TEXT BLOCK —
* * * * * * *

Unfortunately, many organizations still offer only one way “up”. Become a manager, even if your strengths aren’t in management. Some people who aren’t really cut out to be managers may do an OK job, but they may never feel quite right managing.

It’s the Manager, by Jim Clifton and Jim Harter

There are terrific opportunities to improve this view of the work environment (and of society at large). Just imagine.

You have done a terrific job lately, I am proud of you as you have achieved this and that, and it’s important to the organisation because of that and this. As I know you had to work some extra hours to achieve that, I suggest you take two weeks off and take your family somewhere for a relaxing holiday. We are happy to pay you normal salary while you’re away, and cover the cost of the flight.

The way you have contributed to taking this team to the next level is really outstanding. In particular, I noticed you have done this with that project, and that with this person. You have mentioned during one of our conversation you’d wanted to complete your Master’s Degree you had to abandon to support your family. We’d be happy to cover the cost of your enrollment at University X for the completion of your studies.

You have been essential in closing this customer. Without you, we would have missed the opportunity to discuss the importance of Y, that eventually turned out to be crucial in convicing them. Thanks for the additional research you put into the case. I know that your true passion is in people’s development, though. I have discussed with the head of HR, and they are happy to take you in their team and mentor you on this new path. What do you think?

This does require extra effort, the effort put into knowing team members‘ strengths, wants, needs, ambitions, passions. You should really start today.

Tools

When a company implements a new tool, that is no guarantee the tool is going to fix the issue it was hired to address.

Actually, in most cases, it is quite the opposite.

A tool is merely a helper, enabling you to do something. It has very little to do with the definition of what “something” is, and even less with the act of doing itself.

I have experienced companies changing tools over and over again in the attempt to address, for example, a lack of internal communication. This is quite a typical situation in fast-growing organisations. The new tool is usually a fancy and shiny object for the first five minutes, and then people suddenly realise that: 1. they do not know what to communicate; 2. they do not know who to communicate to. And so, the new tool is mainly left unused, or is misused, and the problem persists.

Tools should always be implemented in a solid cultural and practical framework.

Culture is what tell you what to do. In the internal communication example, it tells what to communicate, how to communicate, who to communicate to, how often, for what purposes, and so on. So if a company is undercommunicating, a new tool is not going to solve it, because most likely it is not in their DNA to communicate. Or at least, they still haven’t defined an idea of internal communication that is worth following.

* * * * * * *

GOAL OF THE EXERCISE —
Answer these questions about the passage on managers and workplace tools:
1. What single way "up" do many organizations still offer?
2. In the second example of recognition, what cost would the company cover?
3. Once a new communication tool stops being shiny, what two things do people realize?
The records after this passage come from a separate source.

RECORDS SUPPLIED —
* * * * * * *

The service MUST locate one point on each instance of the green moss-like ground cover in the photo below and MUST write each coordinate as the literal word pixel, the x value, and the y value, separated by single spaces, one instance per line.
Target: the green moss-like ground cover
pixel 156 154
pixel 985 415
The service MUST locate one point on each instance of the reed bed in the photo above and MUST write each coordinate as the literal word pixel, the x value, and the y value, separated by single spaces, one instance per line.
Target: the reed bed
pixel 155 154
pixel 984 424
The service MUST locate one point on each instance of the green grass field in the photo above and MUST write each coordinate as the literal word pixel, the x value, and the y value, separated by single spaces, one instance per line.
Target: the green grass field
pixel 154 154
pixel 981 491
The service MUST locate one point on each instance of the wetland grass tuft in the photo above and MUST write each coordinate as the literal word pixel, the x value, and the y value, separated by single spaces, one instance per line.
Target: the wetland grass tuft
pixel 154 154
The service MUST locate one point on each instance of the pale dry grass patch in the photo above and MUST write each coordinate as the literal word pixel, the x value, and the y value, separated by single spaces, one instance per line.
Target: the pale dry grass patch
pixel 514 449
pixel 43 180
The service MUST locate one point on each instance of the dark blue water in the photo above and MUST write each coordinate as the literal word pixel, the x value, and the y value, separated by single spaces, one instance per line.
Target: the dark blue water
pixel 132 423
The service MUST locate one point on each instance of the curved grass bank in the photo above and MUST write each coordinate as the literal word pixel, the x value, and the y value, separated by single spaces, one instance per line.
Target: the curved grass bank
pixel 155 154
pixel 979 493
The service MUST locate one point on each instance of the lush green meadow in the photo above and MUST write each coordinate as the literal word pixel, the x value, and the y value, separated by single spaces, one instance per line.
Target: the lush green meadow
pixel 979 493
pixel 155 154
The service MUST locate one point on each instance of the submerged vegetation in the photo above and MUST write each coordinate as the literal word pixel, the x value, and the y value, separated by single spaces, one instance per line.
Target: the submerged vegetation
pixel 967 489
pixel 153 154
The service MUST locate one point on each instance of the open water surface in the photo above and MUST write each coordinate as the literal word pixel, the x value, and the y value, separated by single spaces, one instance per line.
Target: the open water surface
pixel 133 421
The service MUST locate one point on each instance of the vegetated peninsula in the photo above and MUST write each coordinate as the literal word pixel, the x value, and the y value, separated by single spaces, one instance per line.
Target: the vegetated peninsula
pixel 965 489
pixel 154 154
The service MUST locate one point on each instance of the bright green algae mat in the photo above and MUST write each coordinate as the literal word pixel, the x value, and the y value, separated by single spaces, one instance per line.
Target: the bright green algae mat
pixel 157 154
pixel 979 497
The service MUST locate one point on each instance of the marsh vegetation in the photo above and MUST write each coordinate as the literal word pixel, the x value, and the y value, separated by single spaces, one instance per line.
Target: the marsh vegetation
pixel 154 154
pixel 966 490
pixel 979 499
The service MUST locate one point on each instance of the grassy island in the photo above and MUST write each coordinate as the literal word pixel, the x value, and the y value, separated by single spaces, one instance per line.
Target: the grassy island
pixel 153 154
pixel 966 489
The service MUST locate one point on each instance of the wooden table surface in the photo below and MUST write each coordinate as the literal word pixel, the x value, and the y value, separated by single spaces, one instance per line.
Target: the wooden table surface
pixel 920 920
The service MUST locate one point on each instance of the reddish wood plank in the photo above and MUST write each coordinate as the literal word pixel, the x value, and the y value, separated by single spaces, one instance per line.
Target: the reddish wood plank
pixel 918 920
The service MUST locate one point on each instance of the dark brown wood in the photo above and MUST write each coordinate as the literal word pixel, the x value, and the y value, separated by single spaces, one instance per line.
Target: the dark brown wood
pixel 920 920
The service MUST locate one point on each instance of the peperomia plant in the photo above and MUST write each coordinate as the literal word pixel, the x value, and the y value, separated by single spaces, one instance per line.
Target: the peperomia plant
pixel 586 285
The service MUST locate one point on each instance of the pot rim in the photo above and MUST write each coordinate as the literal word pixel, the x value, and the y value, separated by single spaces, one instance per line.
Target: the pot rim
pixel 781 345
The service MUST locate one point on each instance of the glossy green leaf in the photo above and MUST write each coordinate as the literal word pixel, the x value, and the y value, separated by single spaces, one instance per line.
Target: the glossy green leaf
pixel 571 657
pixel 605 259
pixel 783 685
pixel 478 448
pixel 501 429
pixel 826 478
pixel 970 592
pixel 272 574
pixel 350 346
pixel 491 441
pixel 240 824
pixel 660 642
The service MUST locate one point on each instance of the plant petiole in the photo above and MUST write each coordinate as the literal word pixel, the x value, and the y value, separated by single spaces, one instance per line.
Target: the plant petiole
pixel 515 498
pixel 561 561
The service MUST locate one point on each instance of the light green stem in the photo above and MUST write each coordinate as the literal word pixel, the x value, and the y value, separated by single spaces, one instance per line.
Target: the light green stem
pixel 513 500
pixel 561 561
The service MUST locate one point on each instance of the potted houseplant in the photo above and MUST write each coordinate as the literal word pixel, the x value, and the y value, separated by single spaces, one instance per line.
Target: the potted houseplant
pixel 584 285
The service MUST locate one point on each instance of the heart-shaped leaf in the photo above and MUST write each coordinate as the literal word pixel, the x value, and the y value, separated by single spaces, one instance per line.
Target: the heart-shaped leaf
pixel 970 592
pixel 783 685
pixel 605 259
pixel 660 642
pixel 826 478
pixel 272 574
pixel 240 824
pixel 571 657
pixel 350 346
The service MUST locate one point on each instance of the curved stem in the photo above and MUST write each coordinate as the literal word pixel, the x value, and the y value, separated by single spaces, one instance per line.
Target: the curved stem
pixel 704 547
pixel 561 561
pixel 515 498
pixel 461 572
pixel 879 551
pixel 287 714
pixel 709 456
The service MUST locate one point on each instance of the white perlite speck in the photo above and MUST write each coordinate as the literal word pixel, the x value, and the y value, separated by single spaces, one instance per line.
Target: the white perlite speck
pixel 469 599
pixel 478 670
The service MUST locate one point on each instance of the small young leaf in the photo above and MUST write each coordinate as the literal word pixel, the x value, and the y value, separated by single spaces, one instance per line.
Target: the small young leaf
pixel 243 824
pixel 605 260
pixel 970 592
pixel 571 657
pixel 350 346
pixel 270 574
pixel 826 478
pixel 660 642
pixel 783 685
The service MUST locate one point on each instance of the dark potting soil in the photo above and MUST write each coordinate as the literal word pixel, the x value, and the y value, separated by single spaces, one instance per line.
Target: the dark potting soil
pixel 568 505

* * * * * * *

RESULT BELOW —
1. Becoming a manager, even if one's strengths aren't in management.
2. The cost of enrollment at University X to complete the Master's Degree.
3. They do not know what to communicate, and they do not know who to communicate to.